> [PASSAGE SHOWN]:
== == ==
One of the first rules of debate is that, “he who defines the terms wins the debate.”
Meaning, if you define the terms in the way that are favorable to you, you’re going to win because everyone is thinking about the issue in the way you want them to.
Recently I came across some information that helped me understand how government schools are employing this tactic when it comes to education indoctrination around sex and gender. It also may help explain why so many young people have lost the ability to think about the subject.
The document below is part of a the FLASH sexual education curriculum created in King County. While the curriculum was designed for King County, it is now being adopted in school districts around Washington State.
This document sought to explain traditional gender expectations.
My immediate question was, “Who thinks these are expectations of men and women?”
Men are expected to be dominant?
Women are expected to be weak?
I grew up in the world the gender revolutionaries are most concerned about: conservative, Christian, and small-town. There was, and is, an appreciation of the innate differences between men and women. We often told jokes about those differences and laughed at them without shame. Still do, actually.
That being said, there is nothing about this description of traditional gender expectations I can relate to. This document refers to these gender expectations as “so common they can influence people even without their knowing it.”
Yet, I cannot think of a single person who would agree with this description. Living or dead.
== == ==
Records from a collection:
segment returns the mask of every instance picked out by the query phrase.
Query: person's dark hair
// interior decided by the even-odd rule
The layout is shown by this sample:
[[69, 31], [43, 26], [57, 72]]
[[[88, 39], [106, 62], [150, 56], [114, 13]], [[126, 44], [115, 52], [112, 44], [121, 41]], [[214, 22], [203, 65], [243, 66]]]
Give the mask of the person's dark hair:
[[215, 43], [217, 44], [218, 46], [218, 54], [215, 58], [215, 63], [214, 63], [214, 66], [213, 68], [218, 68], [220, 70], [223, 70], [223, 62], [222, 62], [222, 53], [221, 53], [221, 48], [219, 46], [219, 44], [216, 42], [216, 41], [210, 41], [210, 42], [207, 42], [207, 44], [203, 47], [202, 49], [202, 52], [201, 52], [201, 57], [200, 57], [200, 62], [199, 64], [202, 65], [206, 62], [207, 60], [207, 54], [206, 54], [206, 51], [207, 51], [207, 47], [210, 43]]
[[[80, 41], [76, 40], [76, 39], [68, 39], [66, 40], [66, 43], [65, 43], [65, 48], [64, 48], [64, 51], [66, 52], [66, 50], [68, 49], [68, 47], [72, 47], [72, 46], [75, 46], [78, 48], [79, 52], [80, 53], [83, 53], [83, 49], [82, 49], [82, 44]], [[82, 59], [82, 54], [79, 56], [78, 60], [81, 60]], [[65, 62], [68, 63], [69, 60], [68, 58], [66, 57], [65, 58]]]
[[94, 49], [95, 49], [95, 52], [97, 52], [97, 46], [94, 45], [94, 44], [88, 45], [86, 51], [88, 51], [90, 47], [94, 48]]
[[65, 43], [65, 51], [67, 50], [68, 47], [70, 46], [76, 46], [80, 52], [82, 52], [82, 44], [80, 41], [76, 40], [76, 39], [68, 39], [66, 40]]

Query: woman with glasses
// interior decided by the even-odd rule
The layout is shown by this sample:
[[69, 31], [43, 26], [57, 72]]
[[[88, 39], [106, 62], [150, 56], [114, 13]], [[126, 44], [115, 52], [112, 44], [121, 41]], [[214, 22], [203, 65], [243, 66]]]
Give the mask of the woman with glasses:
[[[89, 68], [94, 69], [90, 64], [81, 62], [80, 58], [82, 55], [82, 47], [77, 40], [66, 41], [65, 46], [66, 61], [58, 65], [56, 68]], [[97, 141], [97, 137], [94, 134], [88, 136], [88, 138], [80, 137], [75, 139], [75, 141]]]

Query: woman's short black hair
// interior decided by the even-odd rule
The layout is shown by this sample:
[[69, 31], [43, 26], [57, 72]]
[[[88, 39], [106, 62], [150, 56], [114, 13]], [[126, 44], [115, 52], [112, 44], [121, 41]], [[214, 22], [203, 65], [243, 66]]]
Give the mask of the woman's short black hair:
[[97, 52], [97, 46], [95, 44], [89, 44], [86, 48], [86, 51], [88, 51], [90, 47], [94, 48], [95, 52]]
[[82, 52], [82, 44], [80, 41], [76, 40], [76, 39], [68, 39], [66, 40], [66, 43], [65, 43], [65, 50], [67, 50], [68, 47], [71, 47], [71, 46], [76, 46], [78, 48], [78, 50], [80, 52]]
== == ==
> [EXERCISES]:
1) In two sentences, summarize the passage about the FLASH curriculum.
2) Condense the paragraph of the passage about the FLASH curriculum that begins "I grew up in the world" into one sentence, keeping its main facts.
3) Carry the passage about the FLASH curriculum forward from its final sentence.

> [FINAL RESULTS]:
1) The author holds that whoever defines the terms wins a debate and says government schools use this tactic in sex and gender education through the FLASH curriculum, which was created in King County and is now being adopted across Washington State. Although the author grew up in a conservative, Christian, small-town setting that appreciated the innate differences between men and women, the author cannot relate to the curriculum's description of traditional gender expectations and cannot think of a single person who would agree with it.

2) The author grew up in a conservative, Christian, small-town world, the kind gender revolutionaries worry about most, where people appreciated the innate differences between men and women and joked about them without shame, as they still do.

3)
It is true that after Thanksgiving dinner the guys often made their way to the couch to watch football while the women cleaned up after dinner, but if grandma said jump, every man in the house would ask, “how high?”
Among the planet’s seven billion inhabitants, is there someone who probably thinks this is how it should be? Sure. There probably is. But the exception doesn’t make the rule.
The problem here is that our schools are presenting the exception as the rule. They are responding to an argument no one is making in an attempt to make their argument look better.
As one lady in our office responded, “Somebody is projecting their childhood in an abusive home…”
Which, I suspect, might be exactly right. I think if we knew the stories of the people writing this curriculum, we might all cry at the pain they’ve experienced. And their efforts here are undoubtedly an attempt to save other children the pain they experienced.
Nevertheless, this characterization of gender expectations is not benign.
Here’s why.
The stated purpose of the FLASH curriculum is to reduce sexual violence. Everyone shares that goal.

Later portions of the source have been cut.